BEGIN Text to read

Good morning, Hank, it's Friday. I got up around 5:30 -

(John: All right, let's go.)

- put this stuff in this bag, and printed out my itinerary. Willy always knows when I'm leaving. Marina drove me to the airport -

(John: Say hi, Marina.

Marina: Hi, Marina.)

- which was mostly empty, and I took off for Atlanta. I read a good book on the way, landed in Atlanta where I had a couple hours to kill. I always look for interesting places in airports, like this tiny, interfaith chapel, where someone had inked in the direction of Mecca, and Martin Luther King's Nobel Peace Prize, and this portrait of Chewbacca's silhouette straddling the galaxy, and this lady, whose knee is apparently delicious.

And then I got on a plane to Munich and kept glancing into the aisle nervously, hoping that no one would sit next to me, and no one did, so I took a sleeping pill, but it didn't work, and three hours later I found myself delirious in the airplane bathroom with a camcorder.

END Text to read

▶ **Stated goal A**:
Count the lines in the records below that contain the word "alloy". Give only the number.

BEGIN Data extract

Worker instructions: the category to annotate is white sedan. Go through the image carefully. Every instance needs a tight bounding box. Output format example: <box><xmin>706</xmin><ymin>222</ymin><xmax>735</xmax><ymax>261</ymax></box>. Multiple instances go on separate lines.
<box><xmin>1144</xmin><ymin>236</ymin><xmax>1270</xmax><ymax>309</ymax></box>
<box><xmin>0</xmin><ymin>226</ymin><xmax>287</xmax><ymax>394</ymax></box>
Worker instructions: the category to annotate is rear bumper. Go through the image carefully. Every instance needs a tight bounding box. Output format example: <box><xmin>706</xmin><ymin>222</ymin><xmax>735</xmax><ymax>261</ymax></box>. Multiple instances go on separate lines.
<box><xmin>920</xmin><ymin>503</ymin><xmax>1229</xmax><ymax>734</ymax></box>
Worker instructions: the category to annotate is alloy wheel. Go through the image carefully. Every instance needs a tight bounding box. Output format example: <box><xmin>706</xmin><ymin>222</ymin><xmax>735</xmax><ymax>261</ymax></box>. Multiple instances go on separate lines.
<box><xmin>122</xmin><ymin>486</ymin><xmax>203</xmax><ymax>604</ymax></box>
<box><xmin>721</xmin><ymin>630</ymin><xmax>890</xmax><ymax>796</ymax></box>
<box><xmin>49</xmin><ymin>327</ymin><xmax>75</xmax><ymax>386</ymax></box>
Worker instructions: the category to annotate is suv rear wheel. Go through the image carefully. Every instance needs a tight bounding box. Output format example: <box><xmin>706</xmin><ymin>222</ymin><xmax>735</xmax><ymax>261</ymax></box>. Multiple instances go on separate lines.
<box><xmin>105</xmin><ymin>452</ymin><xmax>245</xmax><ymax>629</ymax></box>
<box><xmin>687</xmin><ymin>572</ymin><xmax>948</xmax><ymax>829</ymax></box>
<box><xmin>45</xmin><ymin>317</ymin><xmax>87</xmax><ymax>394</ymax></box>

END Data extract

▶ **Stated goal B**:
Rewrite the paragraph of the travel account that begins "And then I got on a plane to Munich" as a short list, keeping its main facts.

▶ **Exercise response A**:
1

▶ **Exercise response B**:
- Boarded a plane to Munich.
- Kept glancing nervously into the aisle, hoping no one would take the next seat; no one did.
- Took a sleeping pill, which didn't work.
- Three hours later, was delirious in the airplane bathroom with a camcorder.